Milli Bitterli zeigt bei Feedback 4th edition ihr Lebensprojekt "Der Tausendfüßler (Was bleibt?) a livelong project", mit dem sie Menschen in ihren Wohnung besucht, für sie tanzt und Videoaufzeichnungen der ganz besonderen Begegnungen mitnimmt."Ich versuche durch den Tanz Leute kennenzulernen und durch den Tanz in Situationen zu kommen, in die man sonst nicht kommt. Leute zu besuchen und zu schauen, was der Tanz mit Menschen macht." Im Interview erzählt die Tänzerin und Performerin auch über ihren Werdegang im und außerhalb des Kulturfördersystems und warum sie aus den Förderstrukturen ausgestiegen ist. Sie erzählt vom Älterwerden in der Kunst, von der Kunst, die im Zirkel der Mittelschicht kreist.
Anlässlich des heurigen Feedback-Festivals, das diesmal gemeinsam von Tanzquartier und Brut veranstaltet wird, möchte ich mir das österreichische Tanzschaffen, mit seiner sozialen Komponente anschauen, die Abhängigkeit von Förderungen, prekäre Arbeitsbedingungen etc…
Bitterli: Ich hab mich zurückgezogen aus dem Fördersystem, ich mach nur noch meine Sachen mehr.
Was war der Grund des Rückzugs? War es schwierig mit dem Förderungsprozedere?
Bitterli: Nein, es war nie schwierig. Ich hab eh immer Förderungen bekommen. Aber ich habe irgendwann keine Lust mehr gehabt, mich ständig irgendwelchen Gremien zu stellen und vor allem ständig durch so eine Bewertung zu gehen. Da hab ich beschlossen damit aufzuhören. Ich mach jetzt nur noch so, wie ich begonnen habe. Ich hab begonnen, weil mir Tanzen Spaß gemacht hat und ich mich damit ausdrücken kann, weil es anderen gefallen hat, was ich mache. So bin ich zur Kunst gekommen, weil das, was ich mache, andere berührt. Ich mache nur noch Projekte, wo ich das Gefühl habe, dass es für mich passt, aber ich suche nicht mehr an.
Ich kann mir vorstellen, dass es nicht einfach ist, sich immer wieder dem Fördersystem stellen zu müssen und sich „förderwürdig“ zu halten?
Bitterli: Ja es ist wirklich schwierig, auch gesellschaftlich gesehen. Denn jeder, der irgendeine Art von Beruf hat, bekommt ein fixes Einkommen und Absicherung und das trifft hier nicht zu. Man könnte sagen, Künstler können machen was sie wollen, aber das stimmt ja gar nicht. Weil ja die Häuser kuratiert sind und man auch ganz viel im Auftrag macht.

● AUFGEFÜHRTE DATENSÄTZE
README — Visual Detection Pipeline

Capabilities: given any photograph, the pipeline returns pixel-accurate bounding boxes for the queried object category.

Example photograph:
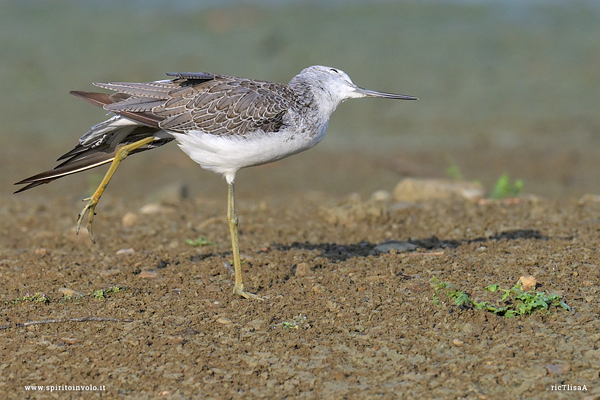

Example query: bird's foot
[233,286,264,301]
[75,196,98,243]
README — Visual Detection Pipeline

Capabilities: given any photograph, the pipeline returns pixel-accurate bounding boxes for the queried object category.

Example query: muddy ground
[0,148,600,399]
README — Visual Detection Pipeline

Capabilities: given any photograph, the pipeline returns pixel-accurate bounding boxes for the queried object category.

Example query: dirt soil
[0,155,600,399]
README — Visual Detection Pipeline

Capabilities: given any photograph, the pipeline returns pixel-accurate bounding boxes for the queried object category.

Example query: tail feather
[15,91,173,197]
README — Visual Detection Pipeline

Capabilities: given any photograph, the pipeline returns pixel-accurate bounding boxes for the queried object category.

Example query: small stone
[217,317,233,325]
[117,248,135,255]
[98,268,121,278]
[517,275,537,292]
[246,319,265,329]
[138,270,158,278]
[375,240,418,253]
[167,336,185,344]
[313,283,325,293]
[58,288,83,297]
[294,263,312,276]
[35,247,50,257]
[121,212,140,228]
[140,203,173,215]
[394,178,484,203]
[371,190,392,202]
[546,364,571,375]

● AUFGABENBESCHREIBUNG
Gib die Passage aus dem Interview mit Milli Bitterli von „Was war der“ bis „nicht mehr an.“ wortgetreu wieder.

● ERLEDIGTE AUFGABE
Was war der Grund des Rückzugs? War es schwierig mit dem Förderungsprozedere?
Bitterli: Nein, es war nie schwierig. Ich hab eh immer Förderungen bekommen. Aber ich habe irgendwann keine Lust mehr gehabt, mich ständig irgendwelchen Gremien zu stellen und vor allem ständig durch so eine Bewertung zu gehen. Da hab ich beschlossen damit aufzuhören. Ich mach jetzt nur noch so, wie ich begonnen habe. Ich hab begonnen, weil mir Tanzen Spaß gemacht hat und ich mich damit ausdrücken kann, weil es anderen gefallen hat, was ich mache. So bin ich zur Kunst gekommen, weil das, was ich mache, andere berührt. Ich mache nur noch Projekte, wo ich das Gefühl habe, dass es für mich passt, aber ich suche nicht mehr an.